> **给定段落**
= = =

申请人进一步发现,即使细长夹片由高导电的材料例如铜制作,其在转换器中也被配置为使得控制FET的漏极和引脚框架端子之间流动的输入电流必须沿夹片的长度(包括颈部部分161)流动,并且流过该夹片的狭窄截面。申请人确定,在这样的转换器中,夹片通常在输入节点处添加600pH的电感和0.5mΩ的阻抗。
申请人通过将转换器的输入端子直接连接到引脚框架焊盘,由此消除源自转换器电路输入节点的与夹片关联的寄生效应,从而解决该问题。
这可以通过以下步骤来实现,例如:用漏极向下FET作为控制FET来构造转换器,并且将漏极端子直接放置在可附连到外部电路板的金属焊盘上,因此输入电流从Vin端子竖直并垂直流动到控制FET的漏极。这得到了几乎没有任何寄生电感或阻抗的电流路径。在控制管芯顶部上的开关节点夹片被设计为具有足够大的面积,从而将同步管芯漏极向下放置在控制管芯顶部上,使得电流继续垂直流过转换器堆叠。同步管芯的源极端子由第二夹片连接到地。该实施例经测试,将开关节点电压振铃的幅值和持续时间减小多于90%。
随后在关联附图的帮助下,将更详细描述本发明的该实施例和其他实施例。
附图说明
图1示出根据现有技术组装的同步降压转换器的截面图,其中大面积的同步FET管芯附连到引脚框架焊盘,并且小面积的控制FET管芯在其顶部上;该小面积的控制FET管芯由细长的夹片连接到引脚。
图2是在图1中示出的同步降压转换器的本申请人的电路图表示。
图3是描绘在如图2中示出的同步降压转换器的启动之后,以时间(以纳秒为单位)为函数的开关节点电压(以伏特为单位)的图。
图4显示以寄生输入电感(以皮亨为单位)为函数的同步降压转换器的开关节点电压振铃的幅值(以伏特为单位)。
图5A、5B和5C显示根据本发明的实施例组装的同步降压转换器模块的结构。
图5A是穿过模块的透明包封的顶视图。
图5B是图5A的模块沿模块切割线的截面图。
图5C是图5A的模块沿垂直于图5B切割线的另一切割线的截面图。
图6是在图5A、5B和5C中示出的同步降压转换器的本申请人的电路图表示。
图7是描绘在如图5A、5B和5C中示出的同步降压转换器的启动之后,以时间(以纳秒为单位)为函数的开关节点电压(以伏特为单位)的图。
图8A、8B和8C显示根据本发明的另一实施例组装的同步降压转换器模块的结构。
图8A是穿过模块的透明包封的顶视图。
图8B是图8A的模块沿模块切割线的截面图。
图8C是图8A的模块沿垂直于图8B切割线的另一切割线的截面图。
图9A、9B和9C显示根据本发明的另一实施例组装的同步降压转换器模块的结构。
图9A是穿过模块的透明包封的顶视图。
图9B是图9A的模块沿模块切割线的截面图。
图9C是图9A的模块沿垂直于图9B切割线的另一切割线的截面图。

= = =

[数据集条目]
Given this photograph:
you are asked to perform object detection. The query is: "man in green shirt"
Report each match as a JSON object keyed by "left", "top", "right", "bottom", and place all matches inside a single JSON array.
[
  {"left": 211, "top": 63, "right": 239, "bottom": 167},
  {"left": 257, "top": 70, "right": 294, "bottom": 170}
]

= = =

> **任务要求**
根据上方关于同步降压转换器的段落,回答以下问题:
1. 申请人确定,在这样的转换器中,夹片通常在输入节点处添加多大的电感和阻抗?
2. 该实施例经测试,将开关节点电压振铃的幅值和持续时间减小了多少?
3. 图4显示的是以什么为函数的哪个量?

> **任务解答**
1. 夹片通常在输入节点处添加600pH的电感和0.5mΩ的阻抗。
2. 该实施例将开关节点电压振铃的幅值和持续时间减小了多于90%。
3. 图4显示以寄生输入电感(以皮亨为单位)为函数的同步降压转换器开关节点电压振铃的幅值(以伏特为单位)。